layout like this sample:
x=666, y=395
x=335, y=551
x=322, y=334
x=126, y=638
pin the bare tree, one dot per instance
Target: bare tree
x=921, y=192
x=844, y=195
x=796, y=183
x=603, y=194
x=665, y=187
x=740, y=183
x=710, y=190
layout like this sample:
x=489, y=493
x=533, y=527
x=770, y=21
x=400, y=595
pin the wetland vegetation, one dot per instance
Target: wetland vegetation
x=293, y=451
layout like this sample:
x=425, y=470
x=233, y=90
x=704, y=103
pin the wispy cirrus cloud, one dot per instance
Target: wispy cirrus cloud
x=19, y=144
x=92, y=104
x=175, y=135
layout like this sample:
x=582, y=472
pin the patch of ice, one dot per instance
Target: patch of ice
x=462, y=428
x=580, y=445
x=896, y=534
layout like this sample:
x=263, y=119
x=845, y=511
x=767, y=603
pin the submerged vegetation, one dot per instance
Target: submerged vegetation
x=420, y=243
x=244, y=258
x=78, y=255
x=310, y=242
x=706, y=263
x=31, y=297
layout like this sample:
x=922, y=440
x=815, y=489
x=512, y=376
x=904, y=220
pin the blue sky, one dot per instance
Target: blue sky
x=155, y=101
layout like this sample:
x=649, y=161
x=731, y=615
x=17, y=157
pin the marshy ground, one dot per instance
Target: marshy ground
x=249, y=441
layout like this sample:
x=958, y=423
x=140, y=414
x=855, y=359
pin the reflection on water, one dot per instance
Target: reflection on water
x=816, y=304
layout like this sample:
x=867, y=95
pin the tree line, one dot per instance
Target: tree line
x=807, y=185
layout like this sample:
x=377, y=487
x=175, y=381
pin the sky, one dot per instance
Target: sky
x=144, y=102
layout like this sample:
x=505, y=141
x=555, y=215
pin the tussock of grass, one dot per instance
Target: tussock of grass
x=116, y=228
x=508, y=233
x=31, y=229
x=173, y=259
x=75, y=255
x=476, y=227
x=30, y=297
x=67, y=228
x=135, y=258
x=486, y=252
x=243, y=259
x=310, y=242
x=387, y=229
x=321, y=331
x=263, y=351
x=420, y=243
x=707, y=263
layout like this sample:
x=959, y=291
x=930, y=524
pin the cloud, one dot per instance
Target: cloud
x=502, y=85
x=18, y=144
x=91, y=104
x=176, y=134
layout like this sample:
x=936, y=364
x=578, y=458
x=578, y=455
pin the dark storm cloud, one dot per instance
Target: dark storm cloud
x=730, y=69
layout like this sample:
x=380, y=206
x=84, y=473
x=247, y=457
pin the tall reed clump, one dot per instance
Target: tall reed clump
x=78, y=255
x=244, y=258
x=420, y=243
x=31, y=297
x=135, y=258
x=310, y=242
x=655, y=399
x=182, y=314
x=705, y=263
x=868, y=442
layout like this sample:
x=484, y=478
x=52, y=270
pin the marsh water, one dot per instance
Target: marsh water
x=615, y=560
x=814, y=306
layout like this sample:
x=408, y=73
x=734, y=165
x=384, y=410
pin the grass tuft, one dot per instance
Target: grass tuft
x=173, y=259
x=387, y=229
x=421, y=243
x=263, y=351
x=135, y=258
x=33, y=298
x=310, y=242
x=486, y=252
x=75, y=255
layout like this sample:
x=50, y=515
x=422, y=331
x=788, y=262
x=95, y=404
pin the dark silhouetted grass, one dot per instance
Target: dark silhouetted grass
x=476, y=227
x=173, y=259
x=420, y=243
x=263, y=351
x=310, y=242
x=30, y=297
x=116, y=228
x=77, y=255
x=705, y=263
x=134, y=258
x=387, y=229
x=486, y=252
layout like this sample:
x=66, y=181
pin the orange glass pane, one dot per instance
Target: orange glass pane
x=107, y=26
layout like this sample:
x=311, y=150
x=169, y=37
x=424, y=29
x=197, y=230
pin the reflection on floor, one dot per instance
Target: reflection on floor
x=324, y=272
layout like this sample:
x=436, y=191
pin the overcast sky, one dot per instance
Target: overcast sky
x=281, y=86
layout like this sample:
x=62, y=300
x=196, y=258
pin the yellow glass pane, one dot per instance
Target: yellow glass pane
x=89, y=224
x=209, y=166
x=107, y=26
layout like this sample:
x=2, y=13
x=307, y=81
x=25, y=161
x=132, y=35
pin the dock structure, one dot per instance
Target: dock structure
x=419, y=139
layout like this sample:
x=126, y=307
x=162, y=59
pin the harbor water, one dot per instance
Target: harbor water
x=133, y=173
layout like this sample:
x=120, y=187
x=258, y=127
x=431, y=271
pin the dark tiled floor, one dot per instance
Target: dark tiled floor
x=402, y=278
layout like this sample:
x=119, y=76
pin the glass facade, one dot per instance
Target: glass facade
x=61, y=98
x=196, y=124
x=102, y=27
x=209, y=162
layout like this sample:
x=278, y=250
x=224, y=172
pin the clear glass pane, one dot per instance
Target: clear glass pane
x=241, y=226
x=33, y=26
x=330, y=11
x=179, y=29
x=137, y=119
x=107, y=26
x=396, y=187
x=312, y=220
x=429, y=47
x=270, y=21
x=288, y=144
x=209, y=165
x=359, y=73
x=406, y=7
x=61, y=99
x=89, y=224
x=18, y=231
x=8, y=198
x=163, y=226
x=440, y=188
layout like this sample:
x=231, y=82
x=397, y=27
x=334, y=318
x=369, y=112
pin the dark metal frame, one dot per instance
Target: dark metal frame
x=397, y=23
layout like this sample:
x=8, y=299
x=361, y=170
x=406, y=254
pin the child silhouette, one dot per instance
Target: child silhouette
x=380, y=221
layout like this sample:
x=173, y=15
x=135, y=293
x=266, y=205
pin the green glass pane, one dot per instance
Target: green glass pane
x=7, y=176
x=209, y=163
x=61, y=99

——

▸ ACTIVITY:
In full and without deviation, reproduce the entries above.

▸ SOLUTION:
layout like this sample:
x=666, y=395
x=335, y=551
x=322, y=334
x=126, y=638
pin the bare tree, one dot per instance
Target: bare tree
x=921, y=192
x=844, y=195
x=796, y=183
x=603, y=194
x=665, y=187
x=740, y=183
x=710, y=190
layout like this sample:
x=489, y=493
x=533, y=527
x=770, y=21
x=400, y=595
pin the wetland vegetation, one dot per instance
Target: wetland vegetation
x=293, y=451
layout like this sample:
x=425, y=470
x=233, y=90
x=704, y=103
pin the wispy cirrus cloud, one dot per instance
Target: wispy cirrus cloud
x=19, y=144
x=92, y=104
x=175, y=135
layout like this sample:
x=582, y=472
pin the patch of ice, one dot per instance
Target: patch of ice
x=462, y=428
x=580, y=445
x=896, y=534
layout like this sample:
x=263, y=119
x=845, y=511
x=767, y=603
pin the submerged vegetation, one dot per instance
Target: submerged vegetation
x=420, y=243
x=244, y=258
x=78, y=255
x=310, y=242
x=706, y=263
x=31, y=297
layout like this sample:
x=922, y=440
x=815, y=489
x=512, y=376
x=904, y=220
pin the blue sky, one dot per instance
Target: blue sky
x=155, y=101
layout like this sample:
x=649, y=161
x=731, y=615
x=17, y=157
pin the marshy ground, one dot per instance
Target: marshy ground
x=249, y=441
layout like this sample:
x=958, y=423
x=140, y=414
x=855, y=359
pin the reflection on water, one dot per instance
Target: reflection on water
x=816, y=304
layout like this sample:
x=867, y=95
pin the tree line, one dot per instance
Target: tree line
x=807, y=185
layout like this sample:
x=377, y=487
x=175, y=381
pin the sky, one dot per instance
Target: sky
x=144, y=102
layout like this sample:
x=505, y=141
x=555, y=215
pin the tussock of grass, one dot per instance
Target: tussock of grass
x=116, y=228
x=508, y=233
x=31, y=229
x=173, y=259
x=75, y=255
x=476, y=227
x=30, y=297
x=67, y=228
x=135, y=258
x=486, y=252
x=243, y=259
x=310, y=242
x=387, y=229
x=321, y=331
x=263, y=351
x=420, y=243
x=707, y=263
layout like this sample:
x=959, y=291
x=930, y=524
pin the cloud, one dot per instance
Target: cloud
x=502, y=85
x=18, y=144
x=91, y=104
x=176, y=134
layout like this sample:
x=936, y=364
x=578, y=458
x=578, y=455
pin the dark storm cloud, one dot per instance
Target: dark storm cloud
x=730, y=69
layout like this sample:
x=380, y=206
x=84, y=473
x=247, y=457
pin the tall reed clump, one dot per instance
Target: tall reed clump
x=78, y=255
x=244, y=258
x=420, y=243
x=31, y=297
x=135, y=258
x=310, y=242
x=655, y=399
x=182, y=314
x=705, y=263
x=868, y=442
layout like this sample:
x=484, y=478
x=52, y=270
pin the marsh water, one dot per instance
Target: marsh water
x=615, y=560
x=814, y=306
layout like this sample:
x=408, y=73
x=734, y=165
x=384, y=410
pin the grass tuft, one dot per instance
Target: grass tuft
x=173, y=259
x=387, y=229
x=421, y=243
x=263, y=351
x=135, y=258
x=33, y=298
x=310, y=242
x=486, y=252
x=75, y=255
layout like this sample:
x=50, y=515
x=422, y=331
x=788, y=262
x=95, y=404
pin the dark silhouetted grass, one dot per instance
Target: dark silhouetted grass
x=476, y=227
x=173, y=259
x=420, y=243
x=263, y=351
x=310, y=242
x=30, y=297
x=116, y=228
x=77, y=255
x=705, y=263
x=134, y=258
x=387, y=229
x=486, y=252
layout like this sample:
x=66, y=181
pin the orange glass pane, one dot per instance
Target: orange glass pane
x=107, y=26
layout like this sample:
x=311, y=150
x=169, y=37
x=424, y=29
x=197, y=230
pin the reflection on floor, one dot per instance
Target: reflection on floor
x=324, y=272
layout like this sample:
x=436, y=191
pin the overcast sky, one dot per instance
Target: overcast sky
x=281, y=86
layout like this sample:
x=62, y=300
x=196, y=258
pin the yellow glass pane, one dot per instance
Target: yellow glass pane
x=89, y=224
x=209, y=166
x=107, y=26
layout like this sample:
x=2, y=13
x=307, y=81
x=25, y=161
x=132, y=35
pin the dock structure, one dot per instance
Target: dock structure
x=419, y=139
layout like this sample:
x=126, y=307
x=162, y=59
pin the harbor water, one dot per instance
Target: harbor water
x=133, y=173
layout like this sample:
x=120, y=187
x=258, y=127
x=431, y=271
pin the dark tiled floor, one dot per instance
Target: dark tiled floor
x=402, y=278
layout like this sample:
x=119, y=76
pin the glass facade, one dot per instance
Target: glass facade
x=61, y=98
x=196, y=124
x=102, y=27
x=209, y=162
layout like this sample:
x=278, y=250
x=224, y=172
pin the clear glass pane, one dot per instance
Target: clear glass pane
x=241, y=226
x=33, y=26
x=330, y=11
x=179, y=29
x=137, y=119
x=107, y=26
x=396, y=187
x=312, y=220
x=429, y=47
x=270, y=21
x=288, y=144
x=209, y=165
x=359, y=73
x=406, y=7
x=61, y=99
x=89, y=224
x=18, y=231
x=8, y=198
x=163, y=226
x=440, y=188
layout like this sample:
x=231, y=82
x=397, y=27
x=334, y=318
x=369, y=112
pin the dark metal frame, one dot per instance
Target: dark metal frame
x=397, y=23
layout like this sample:
x=8, y=299
x=361, y=170
x=406, y=254
pin the child silhouette, one dot per instance
Target: child silhouette
x=380, y=221
layout like this sample:
x=173, y=15
x=135, y=293
x=266, y=205
pin the green glass pane, one dot per instance
Target: green glass pane
x=7, y=176
x=209, y=163
x=61, y=99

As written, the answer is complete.